--- To be done ---
Copy the records below, swapping "even-odd rule" for "nonzero winding rule" and leaving every other part unchanged.

── Dataset

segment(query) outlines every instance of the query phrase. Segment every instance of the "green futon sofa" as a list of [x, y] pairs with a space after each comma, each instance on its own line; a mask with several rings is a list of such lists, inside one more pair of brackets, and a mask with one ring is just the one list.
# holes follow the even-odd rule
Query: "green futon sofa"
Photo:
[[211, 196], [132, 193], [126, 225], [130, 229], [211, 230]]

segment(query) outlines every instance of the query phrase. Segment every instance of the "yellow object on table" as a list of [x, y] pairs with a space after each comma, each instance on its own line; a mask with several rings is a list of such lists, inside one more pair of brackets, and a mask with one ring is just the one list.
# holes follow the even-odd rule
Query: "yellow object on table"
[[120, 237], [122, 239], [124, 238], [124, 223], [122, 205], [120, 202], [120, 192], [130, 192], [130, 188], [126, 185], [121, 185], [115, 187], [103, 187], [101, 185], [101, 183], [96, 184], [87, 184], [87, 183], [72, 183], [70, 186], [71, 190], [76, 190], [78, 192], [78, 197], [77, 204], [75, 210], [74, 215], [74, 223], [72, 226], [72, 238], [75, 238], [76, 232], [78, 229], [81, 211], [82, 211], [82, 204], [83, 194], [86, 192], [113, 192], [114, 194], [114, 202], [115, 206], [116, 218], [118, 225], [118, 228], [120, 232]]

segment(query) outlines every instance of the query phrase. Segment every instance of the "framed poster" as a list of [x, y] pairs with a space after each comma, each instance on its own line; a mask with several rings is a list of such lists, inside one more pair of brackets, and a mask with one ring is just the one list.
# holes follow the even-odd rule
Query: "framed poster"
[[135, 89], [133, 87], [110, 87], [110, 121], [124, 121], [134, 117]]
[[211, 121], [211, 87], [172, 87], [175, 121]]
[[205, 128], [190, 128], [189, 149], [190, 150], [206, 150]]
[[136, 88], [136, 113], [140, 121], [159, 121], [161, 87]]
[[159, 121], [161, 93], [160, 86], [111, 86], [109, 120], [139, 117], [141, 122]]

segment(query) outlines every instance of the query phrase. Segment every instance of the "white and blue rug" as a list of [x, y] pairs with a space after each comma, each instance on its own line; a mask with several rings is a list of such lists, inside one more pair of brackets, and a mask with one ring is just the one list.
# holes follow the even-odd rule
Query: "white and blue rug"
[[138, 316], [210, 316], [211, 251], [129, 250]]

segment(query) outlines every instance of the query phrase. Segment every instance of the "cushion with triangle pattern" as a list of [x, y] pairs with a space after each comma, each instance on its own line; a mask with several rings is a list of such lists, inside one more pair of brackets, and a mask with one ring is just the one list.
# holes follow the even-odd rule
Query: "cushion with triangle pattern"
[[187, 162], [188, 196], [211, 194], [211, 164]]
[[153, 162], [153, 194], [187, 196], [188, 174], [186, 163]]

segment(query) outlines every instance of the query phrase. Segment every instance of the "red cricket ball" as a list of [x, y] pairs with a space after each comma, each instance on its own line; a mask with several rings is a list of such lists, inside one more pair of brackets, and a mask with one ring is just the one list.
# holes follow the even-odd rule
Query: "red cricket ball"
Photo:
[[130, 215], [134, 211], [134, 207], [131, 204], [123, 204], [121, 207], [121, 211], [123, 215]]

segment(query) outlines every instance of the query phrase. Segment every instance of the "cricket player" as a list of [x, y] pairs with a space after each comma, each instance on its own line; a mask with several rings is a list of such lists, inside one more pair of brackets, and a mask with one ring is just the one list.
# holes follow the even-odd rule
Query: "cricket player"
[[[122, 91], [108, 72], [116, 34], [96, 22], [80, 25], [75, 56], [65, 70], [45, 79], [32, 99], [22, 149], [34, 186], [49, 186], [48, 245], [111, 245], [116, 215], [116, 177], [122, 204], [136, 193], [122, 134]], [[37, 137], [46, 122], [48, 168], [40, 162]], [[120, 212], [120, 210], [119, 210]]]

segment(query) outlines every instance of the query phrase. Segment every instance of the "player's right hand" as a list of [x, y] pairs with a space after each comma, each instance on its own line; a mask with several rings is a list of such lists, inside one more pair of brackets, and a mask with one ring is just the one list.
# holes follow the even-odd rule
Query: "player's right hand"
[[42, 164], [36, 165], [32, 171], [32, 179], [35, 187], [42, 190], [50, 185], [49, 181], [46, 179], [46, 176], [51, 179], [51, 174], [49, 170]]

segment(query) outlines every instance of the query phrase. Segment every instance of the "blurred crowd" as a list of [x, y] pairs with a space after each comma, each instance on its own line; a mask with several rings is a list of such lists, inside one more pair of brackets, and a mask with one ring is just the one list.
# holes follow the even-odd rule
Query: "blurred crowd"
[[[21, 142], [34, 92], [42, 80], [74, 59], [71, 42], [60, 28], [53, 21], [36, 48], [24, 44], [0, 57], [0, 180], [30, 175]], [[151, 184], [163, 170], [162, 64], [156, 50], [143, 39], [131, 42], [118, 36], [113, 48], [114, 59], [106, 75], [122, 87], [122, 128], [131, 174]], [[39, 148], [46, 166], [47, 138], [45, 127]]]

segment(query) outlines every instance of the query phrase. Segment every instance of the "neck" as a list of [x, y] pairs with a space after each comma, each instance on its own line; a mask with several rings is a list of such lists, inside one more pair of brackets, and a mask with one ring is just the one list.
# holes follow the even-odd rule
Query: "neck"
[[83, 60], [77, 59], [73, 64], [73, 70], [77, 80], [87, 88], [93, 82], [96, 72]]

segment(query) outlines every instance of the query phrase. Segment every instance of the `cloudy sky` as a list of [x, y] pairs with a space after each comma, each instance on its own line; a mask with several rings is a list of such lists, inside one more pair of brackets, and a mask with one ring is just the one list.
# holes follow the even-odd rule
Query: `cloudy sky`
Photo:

────

--- Solution to the exercise ---
segment(query) outlines every instance of the query phrase. Segment every instance of the "green futon sofa" as a list of [x, y] pairs with a space after each comma, each instance on its own line; a mask with several rings is a list of such lists, inside one more pair of brackets, and a mask with one ring is just the one list.
# holes follow the nonzero winding rule
Query: "green futon sofa"
Photo:
[[211, 196], [132, 193], [126, 225], [130, 229], [211, 230]]

segment(query) outlines every instance of the query phrase. Segment every instance of the "yellow object on table" as a list of [x, y] pairs with a space after each comma, each instance on its own line; a mask with several rings is a list of such lists, inside one more pair of brackets, and a mask with one ring is just the one list.
# holes follow the nonzero winding rule
Query: "yellow object on table"
[[120, 237], [122, 239], [124, 238], [124, 223], [122, 205], [120, 202], [120, 192], [130, 192], [130, 188], [126, 185], [121, 185], [115, 187], [103, 187], [101, 185], [101, 183], [96, 184], [87, 184], [87, 183], [72, 183], [70, 186], [71, 190], [76, 190], [78, 192], [78, 197], [77, 204], [75, 210], [74, 215], [74, 223], [72, 226], [72, 238], [75, 238], [76, 232], [78, 229], [81, 211], [82, 211], [82, 204], [83, 194], [86, 192], [113, 192], [114, 194], [114, 202], [115, 206], [116, 218], [118, 225], [118, 228], [120, 232]]

segment(query) outlines every instance of the query phrase. Segment every instance of the "framed poster" as a list of [x, y] pairs with a space after each comma, each instance on its own line; a mask with several rings is a list of such lists, inside one more pair of brackets, and a mask with one ring is just the one list.
# holes follow the nonzero winding rule
Query: "framed poster"
[[135, 89], [133, 87], [110, 87], [110, 121], [124, 121], [134, 117]]
[[211, 121], [211, 87], [172, 87], [175, 121]]
[[205, 128], [190, 128], [189, 149], [190, 150], [206, 150]]
[[136, 88], [136, 113], [140, 121], [159, 121], [161, 87]]
[[159, 121], [161, 93], [160, 86], [111, 86], [109, 120], [139, 117], [141, 122]]

segment(query) outlines every instance of the query phrase. Segment every instance of the "white and blue rug" as a list of [x, y] pairs with a space after each comma, each instance on its own line; a mask with several rings is a list of such lists, inside one more pair of brackets, and a mask with one ring is just the one list.
# holes follow the nonzero winding rule
Query: "white and blue rug"
[[138, 316], [210, 316], [211, 251], [129, 250]]

segment(query) outlines every instance of the query phrase. Segment every instance of the "cushion with triangle pattern" as a list of [x, y] pairs with a space after each comma, each instance on its own line; a mask with several rings is a list of such lists, inside one more pair of brackets, and a mask with one ring is just the one list.
# holes follow the nonzero winding rule
Query: "cushion with triangle pattern"
[[187, 162], [188, 196], [211, 194], [211, 164]]
[[153, 162], [153, 194], [187, 196], [188, 174], [186, 163]]

segment(query) outlines every instance of the query phrase. Segment every instance of the "red cricket ball" as a list of [x, y] pairs with a space after each comma, each instance on its own line; a mask with several rings is a list of such lists, inside one more pair of brackets, and a mask with one ring is just the one list.
# holes follow the nonzero winding rule
Query: "red cricket ball"
Photo:
[[130, 215], [134, 211], [134, 207], [131, 204], [123, 204], [121, 207], [121, 211], [123, 215]]

segment(query) outlines every instance of the query phrase. Segment every instance of the "cricket player" as a list of [x, y] pairs with a space after each comma, each instance on its own line; a mask with several rings is a list of such lists, inside one more pair of brackets, and a mask with one ring is just the one list.
# holes follow the nonzero winding rule
Query: "cricket player"
[[[122, 91], [108, 72], [116, 34], [96, 22], [80, 25], [75, 56], [65, 70], [45, 79], [32, 99], [22, 149], [34, 186], [49, 186], [48, 245], [111, 245], [116, 215], [116, 177], [122, 204], [136, 193], [122, 134]], [[37, 137], [46, 122], [48, 168], [40, 162]], [[120, 212], [120, 210], [119, 210]]]

segment(query) outlines every instance of the query phrase. Segment every instance of the "player's right hand" as a list of [x, y] pairs with a space after each comma, each instance on its own line; a mask with several rings is a list of such lists, inside one more pair of brackets, and a mask with one ring is just the one list.
# holes follow the nonzero winding rule
Query: "player's right hand"
[[42, 164], [36, 165], [32, 171], [32, 179], [35, 187], [42, 190], [50, 185], [49, 181], [46, 179], [46, 176], [51, 179], [51, 174], [49, 170]]

segment(query) outlines every instance of the query phrase. Segment every instance of the "blurred crowd" as a list of [x, y] pairs with a space after each comma, each instance on its own line; a mask with several rings is a list of such lists, inside one more pair of brackets, and a mask with one ring is just the one list.
# holes follow the nonzero winding rule
Query: "blurred crowd"
[[[21, 142], [34, 92], [42, 80], [74, 59], [71, 42], [60, 28], [53, 21], [36, 48], [24, 44], [0, 57], [0, 180], [30, 175]], [[151, 184], [163, 170], [162, 64], [156, 50], [143, 39], [131, 42], [118, 36], [113, 48], [114, 59], [106, 75], [122, 87], [122, 128], [131, 174]], [[39, 148], [46, 166], [47, 138], [45, 127]]]

segment(query) outlines every instance of the query phrase. Segment every instance of the "neck" as a list of [x, y] pairs with a space after each comma, each instance on its own line; a mask with several rings is a list of such lists, inside one more pair of brackets, and a mask with one ring is just the one list.
# holes follow the nonzero winding rule
Query: "neck"
[[83, 60], [77, 59], [73, 64], [73, 70], [77, 80], [87, 88], [93, 82], [96, 72]]

segment(query) outlines every instance of the query phrase. Segment every instance of the `cloudy sky` as a list of [x, y] pairs with a space after each comma, each instance on its own line; a mask with several rings is a list of such lists, inside one more pair of brackets, and a mask with one ring is just the one list.
# holes follow the nonzero winding rule
Query: `cloudy sky`
Photo:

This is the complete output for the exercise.